> ACTION ITEM: Write the next part of the article on Xiaoi's "Little I Robot" patent dispute with Apple, picking up after its final sentence.

> STUDY TEXT:

+ + +

The Beijing High Court invalidated Xiaoi’s patent on the grounds that Xiaoi did not describe how the game server communicates with other components of the chat robot, for example: what kind of user input will be sent to the game server and how to forward user commands from the communication module to the game server. Because this technology is not simple or in other words not every technician in this field can do it.

However, the Patent Review Board (PRB), Beijing First Intermediate Court and Beijing Supreme People’s Court have the same opinion when saying that Xiaoi’s patent is valid because :

Firstly, the game server is a conventional technology rather than an innovative feature, the Supreme People’s Court held that the way the game server communicates with other components of the robot need not be described because it is within the knowledge of the technicians.

Second, the Supreme People’s Court affirmed that the reason Xiaoi company was granted the patent was because Xiaoi company added innovative features to the game server. Therefore, Xiaoi’s “Little I Robot” patent is fully valid. This is the basis for Xiaoi Company to file a lawsuit with the Shanghai Superior People’s Court in August 2020, asking Apple to stop its patent infringement and asking for 10 billion yuan in compensation ( $1.55 billion), and sought a court order to stop iPhone production in China.

Will the claim and ban on iPhone production in China be accepted?

It can be seen that, not recently, Xiaoi company sued Apple company, but it has been going on for nearly 10 years. Disputes related to patent infringement are quite complicated, determining the infringing act depends on many factors such as validity of the protection title, practical acts, etc. It is difficult to determine whether Apple is infringing the “little I Robot” patent without adequate descriptions and supporting documents related to this content.

+ + +

> DATA EXTRACT:
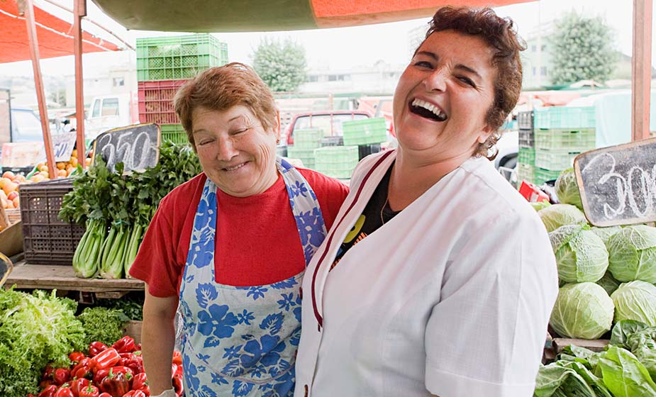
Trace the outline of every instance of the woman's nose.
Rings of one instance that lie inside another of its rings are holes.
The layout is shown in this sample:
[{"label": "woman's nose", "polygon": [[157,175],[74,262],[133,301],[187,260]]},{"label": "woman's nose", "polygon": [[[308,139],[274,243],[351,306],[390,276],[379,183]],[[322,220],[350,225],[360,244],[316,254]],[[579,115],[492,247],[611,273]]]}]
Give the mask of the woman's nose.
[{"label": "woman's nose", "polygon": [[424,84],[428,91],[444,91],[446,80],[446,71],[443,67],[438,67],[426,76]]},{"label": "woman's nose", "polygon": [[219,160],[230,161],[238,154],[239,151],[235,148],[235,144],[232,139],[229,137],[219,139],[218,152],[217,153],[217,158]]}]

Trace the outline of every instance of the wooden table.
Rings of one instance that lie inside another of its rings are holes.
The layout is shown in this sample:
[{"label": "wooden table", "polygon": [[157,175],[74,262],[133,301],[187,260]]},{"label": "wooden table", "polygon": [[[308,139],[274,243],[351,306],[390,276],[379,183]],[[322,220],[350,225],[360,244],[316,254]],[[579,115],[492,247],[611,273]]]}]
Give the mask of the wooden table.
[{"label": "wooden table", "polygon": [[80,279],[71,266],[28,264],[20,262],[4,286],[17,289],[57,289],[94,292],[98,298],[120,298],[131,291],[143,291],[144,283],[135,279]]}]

+ + +

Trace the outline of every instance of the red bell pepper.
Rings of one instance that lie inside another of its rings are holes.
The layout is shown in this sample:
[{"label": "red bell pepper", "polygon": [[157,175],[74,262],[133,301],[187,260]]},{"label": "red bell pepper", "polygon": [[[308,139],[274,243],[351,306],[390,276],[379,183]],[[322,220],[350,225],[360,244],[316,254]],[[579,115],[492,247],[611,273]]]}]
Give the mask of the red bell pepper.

+ + +

> TASK ANSWER:
However, there is one matter to clarify, Apple’s “Siri” has also been patented in the US. Patent number US20120016678A1, this is an Intelligent Automated Assistant System that interacts with the user in an integrated manner, conversing using natural language dialogs and calling external services when appropriate to obtain information or perform various actions. The system can be deployed using any of the various platforms, such as web, email, smartphone, etc. or any combination thereof. In one embodiment, the system is based on a collection of related domains and tasks and uses external services that provide additional functionality with which the system can interact. The invention was created by Thomas Robert Gruber, Adam John Cheyer, Dag Kittlaus, Didier Rene Guzzoni, Christopher Dean Brigham, Richard Donald Giuli, Marcello Bastea-Forte, Harry Joseph Saddler and patented on May 29, 2017 .

So why, when Apple integrated “Siri” into the Iphone, was sued? The United States and China are both parties to the 1883 Paris Convention for the Protection of Industrial Property Rights. However, Apple’s patent number US20120016678A1 wants to be valid in China, Apple must register for protection in China.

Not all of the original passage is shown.